Entries =>
———

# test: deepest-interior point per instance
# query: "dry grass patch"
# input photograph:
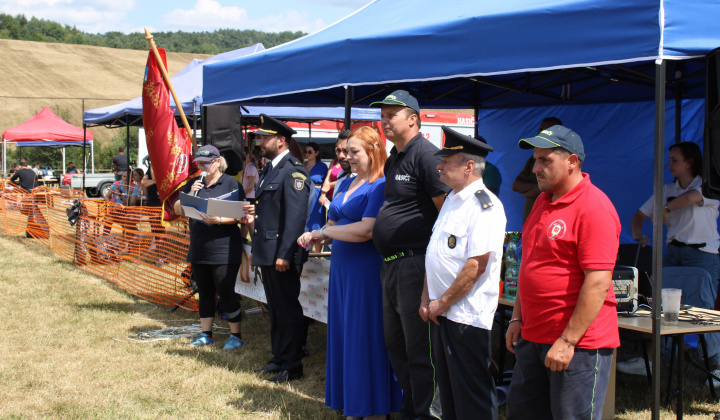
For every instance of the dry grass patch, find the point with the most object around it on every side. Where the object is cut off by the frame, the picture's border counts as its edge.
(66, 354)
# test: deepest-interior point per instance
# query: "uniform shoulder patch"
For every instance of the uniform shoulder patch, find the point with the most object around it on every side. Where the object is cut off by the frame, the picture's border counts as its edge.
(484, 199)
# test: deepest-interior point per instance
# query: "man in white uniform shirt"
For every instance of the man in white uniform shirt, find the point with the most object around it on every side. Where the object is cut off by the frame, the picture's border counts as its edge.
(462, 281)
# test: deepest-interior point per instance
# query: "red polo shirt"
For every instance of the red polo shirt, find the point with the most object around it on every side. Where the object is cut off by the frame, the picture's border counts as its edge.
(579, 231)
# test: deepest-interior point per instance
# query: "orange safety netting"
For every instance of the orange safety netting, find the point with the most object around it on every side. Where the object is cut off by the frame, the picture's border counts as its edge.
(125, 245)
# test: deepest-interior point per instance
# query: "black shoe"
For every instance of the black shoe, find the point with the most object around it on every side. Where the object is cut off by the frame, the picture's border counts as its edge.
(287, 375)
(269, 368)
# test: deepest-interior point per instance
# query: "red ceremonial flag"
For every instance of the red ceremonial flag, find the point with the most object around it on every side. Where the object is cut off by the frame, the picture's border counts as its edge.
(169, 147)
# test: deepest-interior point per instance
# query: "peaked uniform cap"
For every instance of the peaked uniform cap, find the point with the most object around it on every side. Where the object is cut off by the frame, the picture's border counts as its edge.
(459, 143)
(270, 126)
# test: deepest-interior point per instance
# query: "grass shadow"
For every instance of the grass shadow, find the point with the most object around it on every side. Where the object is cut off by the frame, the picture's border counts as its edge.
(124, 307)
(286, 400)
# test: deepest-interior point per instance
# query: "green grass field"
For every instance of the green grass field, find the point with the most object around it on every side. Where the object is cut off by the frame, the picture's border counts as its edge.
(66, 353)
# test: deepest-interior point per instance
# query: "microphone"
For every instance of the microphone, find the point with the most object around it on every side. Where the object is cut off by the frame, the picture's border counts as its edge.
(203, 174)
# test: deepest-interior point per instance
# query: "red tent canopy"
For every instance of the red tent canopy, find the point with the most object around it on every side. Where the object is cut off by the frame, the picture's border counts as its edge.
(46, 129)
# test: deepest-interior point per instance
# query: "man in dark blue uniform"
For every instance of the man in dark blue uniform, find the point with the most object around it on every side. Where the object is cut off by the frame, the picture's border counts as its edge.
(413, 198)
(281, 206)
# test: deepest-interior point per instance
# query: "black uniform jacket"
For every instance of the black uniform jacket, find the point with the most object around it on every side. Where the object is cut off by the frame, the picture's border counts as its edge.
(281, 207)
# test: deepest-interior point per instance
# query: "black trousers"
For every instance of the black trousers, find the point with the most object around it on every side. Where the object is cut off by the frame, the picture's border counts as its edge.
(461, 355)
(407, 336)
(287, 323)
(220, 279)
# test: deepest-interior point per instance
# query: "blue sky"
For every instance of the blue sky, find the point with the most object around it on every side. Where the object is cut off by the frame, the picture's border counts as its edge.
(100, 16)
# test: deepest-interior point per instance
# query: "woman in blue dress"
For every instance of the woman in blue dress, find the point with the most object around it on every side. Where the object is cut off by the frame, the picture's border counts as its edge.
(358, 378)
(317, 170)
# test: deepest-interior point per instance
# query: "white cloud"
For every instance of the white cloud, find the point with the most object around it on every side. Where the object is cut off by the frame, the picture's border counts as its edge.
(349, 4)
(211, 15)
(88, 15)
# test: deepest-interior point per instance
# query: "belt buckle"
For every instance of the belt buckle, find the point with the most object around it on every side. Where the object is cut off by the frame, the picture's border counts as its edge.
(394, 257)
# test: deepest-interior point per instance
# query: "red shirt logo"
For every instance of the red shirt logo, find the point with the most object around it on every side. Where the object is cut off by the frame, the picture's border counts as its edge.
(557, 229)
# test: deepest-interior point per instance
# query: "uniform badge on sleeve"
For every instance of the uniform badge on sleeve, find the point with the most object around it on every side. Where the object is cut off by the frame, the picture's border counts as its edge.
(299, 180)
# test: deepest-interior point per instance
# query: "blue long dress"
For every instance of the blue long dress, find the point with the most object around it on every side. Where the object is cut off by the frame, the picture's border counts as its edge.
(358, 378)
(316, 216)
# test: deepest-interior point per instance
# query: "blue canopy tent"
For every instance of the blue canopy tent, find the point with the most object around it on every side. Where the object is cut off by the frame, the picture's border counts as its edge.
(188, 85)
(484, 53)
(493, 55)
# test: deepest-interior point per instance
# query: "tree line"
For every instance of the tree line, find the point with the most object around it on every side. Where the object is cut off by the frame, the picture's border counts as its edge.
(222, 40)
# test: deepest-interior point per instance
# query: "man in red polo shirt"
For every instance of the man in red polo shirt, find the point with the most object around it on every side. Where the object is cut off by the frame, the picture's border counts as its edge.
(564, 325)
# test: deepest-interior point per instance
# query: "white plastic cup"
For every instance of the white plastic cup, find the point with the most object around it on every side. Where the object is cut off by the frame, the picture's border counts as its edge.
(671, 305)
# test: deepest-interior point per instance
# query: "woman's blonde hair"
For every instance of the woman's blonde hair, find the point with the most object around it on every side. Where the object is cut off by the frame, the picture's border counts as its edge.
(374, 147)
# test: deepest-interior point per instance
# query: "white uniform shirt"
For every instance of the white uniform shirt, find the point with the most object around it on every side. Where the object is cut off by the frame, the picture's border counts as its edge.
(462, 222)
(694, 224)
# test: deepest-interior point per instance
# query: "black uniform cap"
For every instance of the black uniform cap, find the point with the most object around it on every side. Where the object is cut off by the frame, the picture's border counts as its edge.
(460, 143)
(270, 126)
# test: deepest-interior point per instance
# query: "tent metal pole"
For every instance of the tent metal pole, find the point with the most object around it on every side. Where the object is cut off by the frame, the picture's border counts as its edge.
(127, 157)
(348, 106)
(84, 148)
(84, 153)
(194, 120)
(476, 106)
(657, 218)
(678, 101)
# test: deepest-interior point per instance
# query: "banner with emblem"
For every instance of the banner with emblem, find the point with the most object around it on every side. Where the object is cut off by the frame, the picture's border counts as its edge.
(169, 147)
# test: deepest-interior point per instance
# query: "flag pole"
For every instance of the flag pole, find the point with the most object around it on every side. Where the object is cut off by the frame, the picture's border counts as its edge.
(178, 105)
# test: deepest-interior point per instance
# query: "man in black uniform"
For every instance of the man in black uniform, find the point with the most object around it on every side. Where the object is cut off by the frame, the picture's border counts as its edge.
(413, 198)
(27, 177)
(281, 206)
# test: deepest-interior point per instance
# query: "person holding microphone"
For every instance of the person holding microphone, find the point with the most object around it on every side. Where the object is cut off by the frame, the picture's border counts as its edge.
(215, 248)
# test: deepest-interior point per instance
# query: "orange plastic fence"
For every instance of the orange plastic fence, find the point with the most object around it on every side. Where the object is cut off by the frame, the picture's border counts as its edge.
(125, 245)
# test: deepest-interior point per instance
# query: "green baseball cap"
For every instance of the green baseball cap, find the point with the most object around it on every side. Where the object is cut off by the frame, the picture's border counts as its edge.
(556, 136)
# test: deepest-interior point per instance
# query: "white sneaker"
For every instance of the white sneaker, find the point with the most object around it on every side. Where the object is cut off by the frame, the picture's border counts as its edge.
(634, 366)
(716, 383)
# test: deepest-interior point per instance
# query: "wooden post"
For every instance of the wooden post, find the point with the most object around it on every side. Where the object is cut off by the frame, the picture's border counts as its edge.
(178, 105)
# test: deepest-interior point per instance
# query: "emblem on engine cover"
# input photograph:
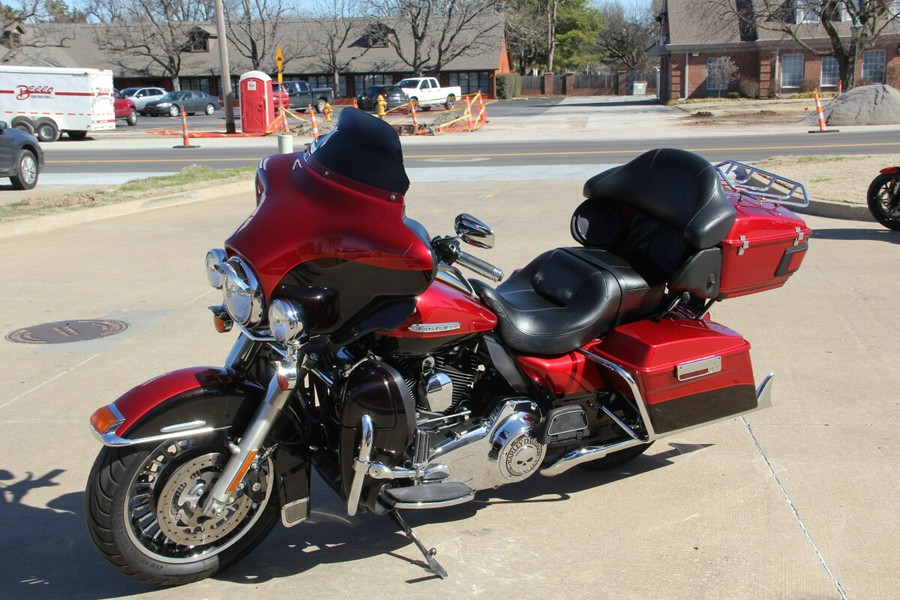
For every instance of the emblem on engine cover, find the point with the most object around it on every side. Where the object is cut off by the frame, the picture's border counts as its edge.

———

Set problem =>
Which lines in the entries above contain the word "field"? Copy each of those lines in full, treating uppercase and lowercase as distinct.

Answer for this exercise =>
# query: "green grass field"
For every instance of the green grass field, find the point with the most object around it on every side. Where the object is cut off by the frame, the picture's border counts as its edge.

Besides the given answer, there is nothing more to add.